:: Problem 1 ::
Under the security agreement text, in which state is Gen2Media Corporation incorporated?
:: Problem 2 ::
Extend the security agreement text past its final sentence, keeping its formal legal style.

SECURITY AGREEMENT
Exhibit
10.3
For and in consideration of Secured
Party extending credit to Debtor , Gen2Media Corporation, a Nevada
Corporation, ("Debtor"), whose address is 0000 Xxxxxxxxx Xx.,
Xxxxxxx, Xx. 00000, agrees with _________________________________ ("Secured
Party"), whose address is _______________________________________________ as
follows:
I. CREATION OF SECURITY
INTEREST. Debtor grants to Secured Party a security interest
in all assets of Debtor, tangible or intangible, now owned or hereafter
acquired, including, without limitation, that collateral more fully described in
Section II below, to secure the performance and payment of the obligations of
Debtor described under the Convertible Secured Promissory Note and Loan
Agreement executed by the parties of even date herewith, and any and all other
indebtedness and liabilities of Debtor to Secured Party of whatsoever kind or
nature, due or to become due, absolute or contingent, now existing or later
created, including, but not limited to, principal, interest, future advances
made by Secured Party to Debtor, expenses, court costs, and fees, including
attorney's fees, paid or incurred by Secured Party in connection with any of its
pre-suit, pre-judgment, and post-judgment efforts and activities intended to
effect collection of any indebtedness or the enforcement of any of Secured
Party's rights, whether under this Security Agreement, or
otherwise.

:: Excerpted records ::
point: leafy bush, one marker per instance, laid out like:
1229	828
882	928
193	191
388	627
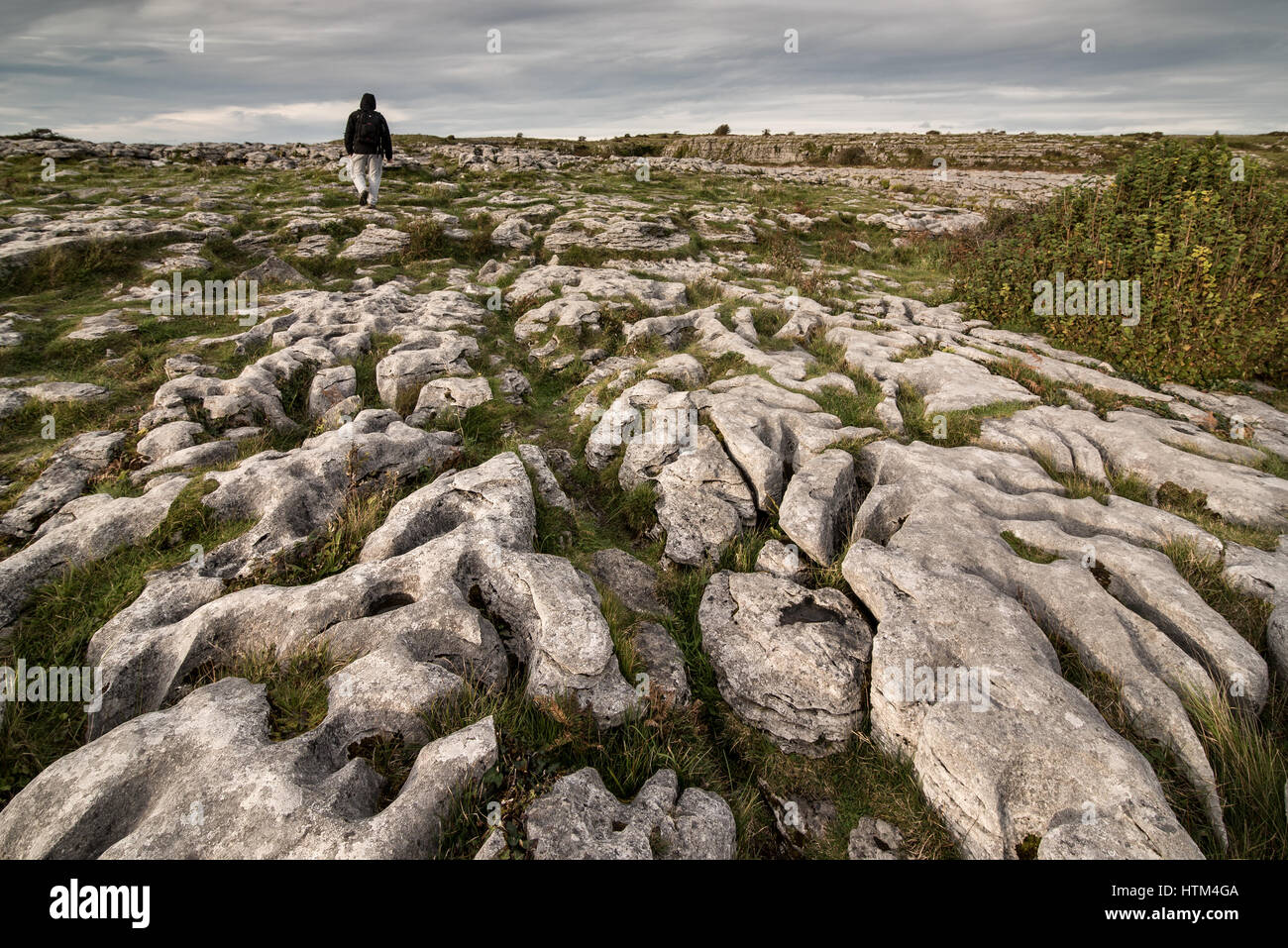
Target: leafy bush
1209	253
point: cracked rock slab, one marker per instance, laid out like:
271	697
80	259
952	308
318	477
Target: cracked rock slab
790	661
580	819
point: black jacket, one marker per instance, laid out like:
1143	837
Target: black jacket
351	147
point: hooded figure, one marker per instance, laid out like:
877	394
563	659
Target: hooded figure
369	146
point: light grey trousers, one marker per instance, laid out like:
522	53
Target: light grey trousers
365	170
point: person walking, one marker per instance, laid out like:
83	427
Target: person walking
369	146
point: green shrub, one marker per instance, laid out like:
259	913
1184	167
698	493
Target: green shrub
1209	253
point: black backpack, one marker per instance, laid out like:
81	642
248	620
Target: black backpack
368	132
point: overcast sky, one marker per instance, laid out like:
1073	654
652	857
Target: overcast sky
123	69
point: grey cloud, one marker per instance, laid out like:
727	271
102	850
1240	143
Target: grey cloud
123	69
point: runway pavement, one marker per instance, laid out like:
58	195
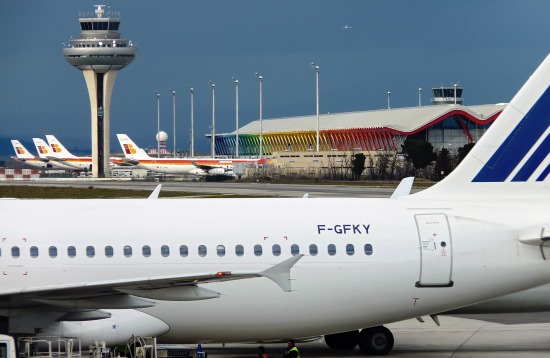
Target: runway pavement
239	188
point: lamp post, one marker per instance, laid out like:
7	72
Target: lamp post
192	92
236	116
455	91
261	79
316	68
158	124
213	118
174	110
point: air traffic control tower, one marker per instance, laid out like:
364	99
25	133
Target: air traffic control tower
99	53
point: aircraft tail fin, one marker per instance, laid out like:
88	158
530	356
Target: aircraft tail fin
43	149
130	149
512	158
20	151
57	148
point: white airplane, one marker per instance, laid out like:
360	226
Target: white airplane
276	268
64	156
197	166
45	153
22	155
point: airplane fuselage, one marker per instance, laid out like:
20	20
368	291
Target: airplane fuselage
366	267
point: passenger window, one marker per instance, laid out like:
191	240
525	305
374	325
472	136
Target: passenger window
71	251
239	250
146	251
90	251
276	249
368	249
15	251
128	251
258	250
109	251
184	251
202	251
52	251
34	251
313	250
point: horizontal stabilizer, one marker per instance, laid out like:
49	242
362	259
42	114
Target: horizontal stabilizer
155	193
404	188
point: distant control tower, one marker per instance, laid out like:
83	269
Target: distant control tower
447	95
100	52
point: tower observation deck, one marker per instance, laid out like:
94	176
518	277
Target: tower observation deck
99	53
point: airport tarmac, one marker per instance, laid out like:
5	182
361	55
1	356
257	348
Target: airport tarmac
238	188
456	338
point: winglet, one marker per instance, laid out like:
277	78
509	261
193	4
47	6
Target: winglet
280	273
404	188
155	193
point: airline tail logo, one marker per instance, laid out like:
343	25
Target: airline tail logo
523	154
42	149
129	149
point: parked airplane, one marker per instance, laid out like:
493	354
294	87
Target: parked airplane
62	155
197	166
45	153
22	155
337	265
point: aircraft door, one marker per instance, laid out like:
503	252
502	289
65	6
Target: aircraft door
436	259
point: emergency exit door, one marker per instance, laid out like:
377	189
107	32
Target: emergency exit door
436	251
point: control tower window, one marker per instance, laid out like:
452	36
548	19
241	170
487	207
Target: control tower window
100	25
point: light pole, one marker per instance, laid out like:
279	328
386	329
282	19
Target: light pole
158	124
261	79
316	68
174	109
213	118
192	120
236	116
455	91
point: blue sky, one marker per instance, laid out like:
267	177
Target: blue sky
489	47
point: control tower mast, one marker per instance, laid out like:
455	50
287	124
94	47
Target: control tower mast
99	53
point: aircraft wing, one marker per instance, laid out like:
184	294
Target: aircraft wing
122	293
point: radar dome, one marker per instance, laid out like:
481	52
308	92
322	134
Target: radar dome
162	136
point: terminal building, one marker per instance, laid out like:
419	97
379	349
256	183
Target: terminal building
447	123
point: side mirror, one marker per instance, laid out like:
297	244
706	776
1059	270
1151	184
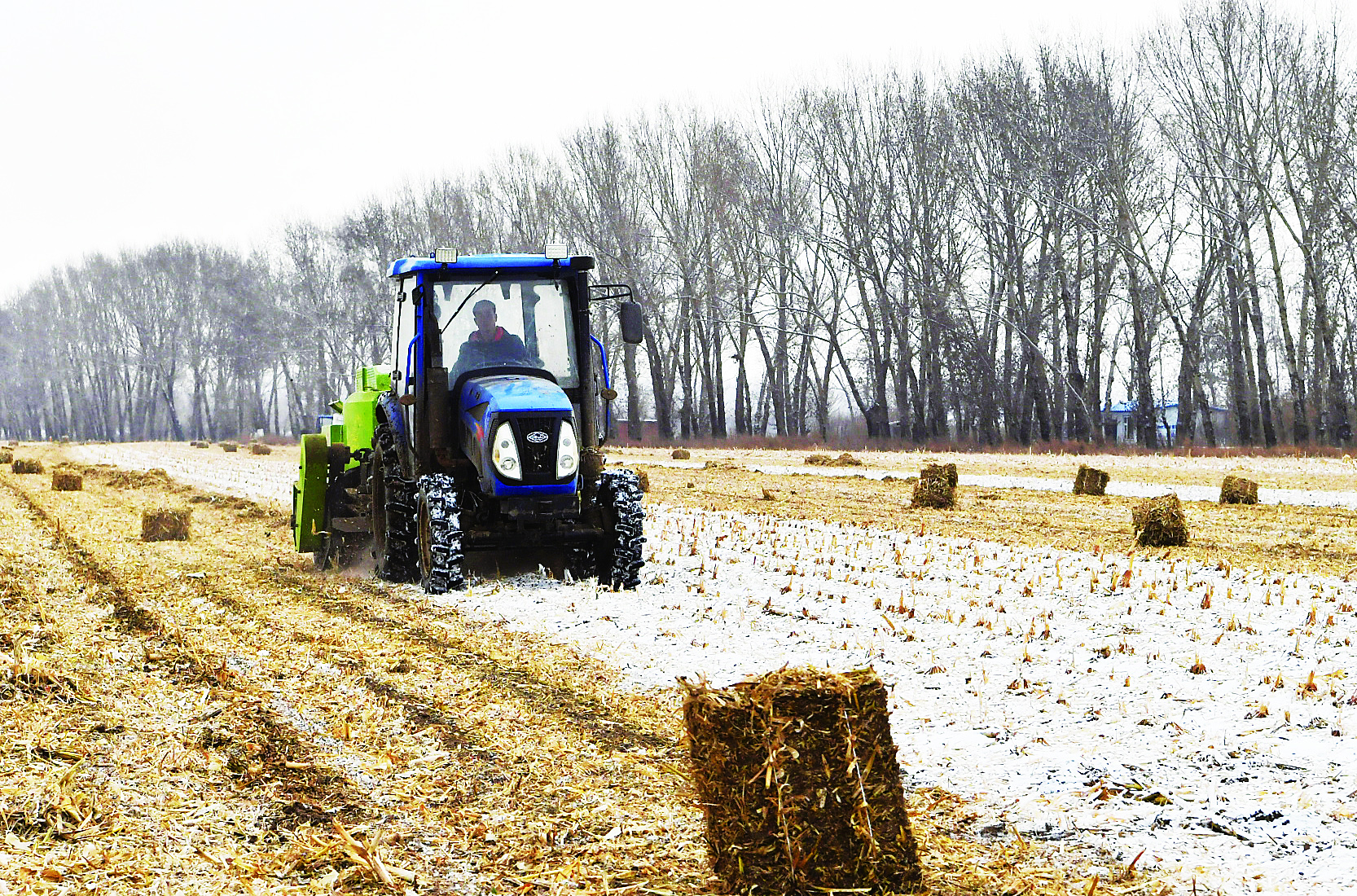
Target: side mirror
633	327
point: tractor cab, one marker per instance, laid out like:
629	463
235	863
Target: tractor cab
487	433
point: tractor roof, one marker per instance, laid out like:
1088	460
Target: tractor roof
497	260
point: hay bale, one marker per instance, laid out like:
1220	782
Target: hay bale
937	488
800	785
1238	490
1159	521
1090	481
946	472
165	525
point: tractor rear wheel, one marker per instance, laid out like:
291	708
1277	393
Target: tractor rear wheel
619	556
393	511
440	535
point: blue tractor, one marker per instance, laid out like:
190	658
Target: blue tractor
485	432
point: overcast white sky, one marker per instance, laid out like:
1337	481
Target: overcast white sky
132	122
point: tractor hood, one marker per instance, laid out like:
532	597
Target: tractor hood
503	393
535	411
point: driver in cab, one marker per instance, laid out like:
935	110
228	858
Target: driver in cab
489	344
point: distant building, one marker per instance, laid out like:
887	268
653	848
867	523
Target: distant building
649	431
1120	424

:: Response 1 ::
Nevada.

:: Response 2 ::
II. COLLATERAL.
A. COLLATERAL: The
collateral of this Security Agreement is:
(1) All
of the Debtor's inventory and all other items held by the Debtor for sale, and
all additions and accessions thereto, and all of the Debtor's inventory of like
kinds or types, whenever acquired, whether by way of replacement, substitution,
addition, or otherwise, and accessions thereto, and all proceeds from the sale
or other disposition of the inventory; and
(2) All
of the Debtor's furniture, fixtures and equipment, whether presently owned,
acquired contemporaneously with or pursuant to this Security Agreement, or
acquired at any time subsequent to this Security Agreement by the Debtor, and
all replacements, substitutions, additions ,and accessions thereto, and all
proceeds of its or their sale or other disposition; and
(3) All
of the Debtor's contract rights and accounts receivable, whether now existing or
hereinafter arising, and all proceeds therefrom.
(4) All
patents, trademarks, patents pending, software code or other intellectual
property of any kind or nature, including any future enhancements or replacement
of same.
(5) All
other assets of the Debtor, of any kind or nature, now owned, or hereafter
acquired, including any enhancements or replacements thereof, wherever
located.
B. For
the purposes of this Security Agreement, proceeds include whatever is received
upon the sale, exchange, collection or other disposition of collateral or
proceeds. Additionally, the proceeds include both cash proceeds, for
example, money, checks, deposit accounts and the like, and all other non-cash
proceeds.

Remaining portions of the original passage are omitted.